Problems to solve.
A. In the article on Princeton's deer control, how many female deer are to receive the new birth-control vaccine?
B. Rewrite the article on Princeton's deer control, everything from "The Township submitted" down to "Council on Saturday.", and put "recreational hunters" wherever "sports hunters" appears.

Text for analysis.
%%

Princeton Township government has accused residents Tamara Gund and Susan Ferry of interfering with a new birth control program to curb the deer population.
The New Jersey State Fish and Game Council approved the program on Saturday as part of a revised plan for culling deer in Princeton.
Township officials allege that Gund and Ferry have interfered with the program by stocking large bins of grain in their backyards from which up to 17 deer can eat at one time. This lures deer away from the baited vaccination sites that the deer-culling company White Buffalo uses.
But Gund disputed these claims, saying that she didn't know anything about the accusations until The Princeton Packet reported them last Thursday.
"They are accusing me of sabotage . . . I'm not feeding the deer," she said. "I have a poultry feeder and I have turkeys. [The deer] have lived here for 20 to 30 years."
Township lawyer Edwin Schmierer has been quoted as saying that if the deer feeding continues, the Township will prosecute the residents. Their actions allegedly violate a no-feeding ordinance that was upheld by the Mercer County Superior Court in December.
The program primarily relies on sharpshooting and trapping and killing with a method called net-and-bolt. It also includes the introduction of a new birth-control vaccine to be administered to 75 female deer within the next two years.
The birth-control program is a nonlethal method to be used in the densely populated southeast corner of the Township.
The Township submitted this revised plan for deer control to the Fish and Game Council after their original plan was halted Jan. 16.
The plan, which had been in place since 2001, was then altered to fit the interests of local sports hunters and resubmitted. It was approved 7 to 2 by the Council on Saturday.
Meanwhile, the deer-culling program will continue on schedule.

%%

Data excerpts.
%%

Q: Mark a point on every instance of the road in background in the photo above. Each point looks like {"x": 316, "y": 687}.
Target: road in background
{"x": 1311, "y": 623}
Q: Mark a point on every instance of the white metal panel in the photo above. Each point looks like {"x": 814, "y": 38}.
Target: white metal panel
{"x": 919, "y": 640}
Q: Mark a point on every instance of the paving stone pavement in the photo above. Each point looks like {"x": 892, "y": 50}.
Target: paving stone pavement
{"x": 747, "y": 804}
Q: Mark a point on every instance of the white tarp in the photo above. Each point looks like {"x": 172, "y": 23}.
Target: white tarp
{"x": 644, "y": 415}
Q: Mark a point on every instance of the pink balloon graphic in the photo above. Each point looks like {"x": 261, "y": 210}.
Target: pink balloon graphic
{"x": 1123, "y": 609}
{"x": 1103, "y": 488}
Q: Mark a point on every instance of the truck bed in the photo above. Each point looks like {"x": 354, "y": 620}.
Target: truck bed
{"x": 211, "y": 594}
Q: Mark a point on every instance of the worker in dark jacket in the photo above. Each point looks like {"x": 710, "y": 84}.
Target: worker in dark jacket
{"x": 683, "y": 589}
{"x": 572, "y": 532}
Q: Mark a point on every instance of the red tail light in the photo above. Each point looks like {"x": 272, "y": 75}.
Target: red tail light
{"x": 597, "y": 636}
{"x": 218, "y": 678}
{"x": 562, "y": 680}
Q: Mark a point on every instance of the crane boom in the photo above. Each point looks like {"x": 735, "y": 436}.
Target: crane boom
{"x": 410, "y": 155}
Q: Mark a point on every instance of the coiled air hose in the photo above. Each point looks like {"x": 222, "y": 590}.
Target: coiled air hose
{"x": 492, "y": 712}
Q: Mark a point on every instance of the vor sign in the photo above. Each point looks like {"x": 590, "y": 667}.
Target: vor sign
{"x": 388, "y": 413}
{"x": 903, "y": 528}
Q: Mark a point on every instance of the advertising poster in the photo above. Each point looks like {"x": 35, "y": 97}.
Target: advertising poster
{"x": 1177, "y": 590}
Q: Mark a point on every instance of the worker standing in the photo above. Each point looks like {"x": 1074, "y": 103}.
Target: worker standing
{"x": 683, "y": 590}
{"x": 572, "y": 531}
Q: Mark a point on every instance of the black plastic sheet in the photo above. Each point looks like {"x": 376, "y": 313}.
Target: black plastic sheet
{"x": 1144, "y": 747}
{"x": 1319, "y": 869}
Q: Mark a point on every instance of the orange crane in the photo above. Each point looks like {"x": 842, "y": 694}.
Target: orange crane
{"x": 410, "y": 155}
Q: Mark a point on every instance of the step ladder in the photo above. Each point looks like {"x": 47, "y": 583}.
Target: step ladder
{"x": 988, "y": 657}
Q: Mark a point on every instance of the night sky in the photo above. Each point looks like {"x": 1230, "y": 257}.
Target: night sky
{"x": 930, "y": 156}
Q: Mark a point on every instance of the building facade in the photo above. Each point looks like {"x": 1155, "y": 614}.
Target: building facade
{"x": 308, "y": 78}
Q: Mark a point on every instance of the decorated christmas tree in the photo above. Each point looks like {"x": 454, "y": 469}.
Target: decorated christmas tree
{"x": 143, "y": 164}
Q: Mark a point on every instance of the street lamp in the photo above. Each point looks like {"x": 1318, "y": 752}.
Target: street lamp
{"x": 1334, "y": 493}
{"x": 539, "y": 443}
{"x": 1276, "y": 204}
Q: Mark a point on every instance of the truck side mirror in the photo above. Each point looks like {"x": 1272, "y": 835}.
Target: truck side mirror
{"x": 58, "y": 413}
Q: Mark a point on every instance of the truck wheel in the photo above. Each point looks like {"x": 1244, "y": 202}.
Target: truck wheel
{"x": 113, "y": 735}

%%

Task-by-task results.
A. 75 female deer, within the next two years.

B.
The Township submitted this revised plan for deer control to the Fish and Game Council after their original plan was halted Jan. 16.
The plan, which had been in place since 2001, was then altered to fit the interests of local recreational hunters and resubmitted. It was approved 7 to 2 by the Council on Saturday.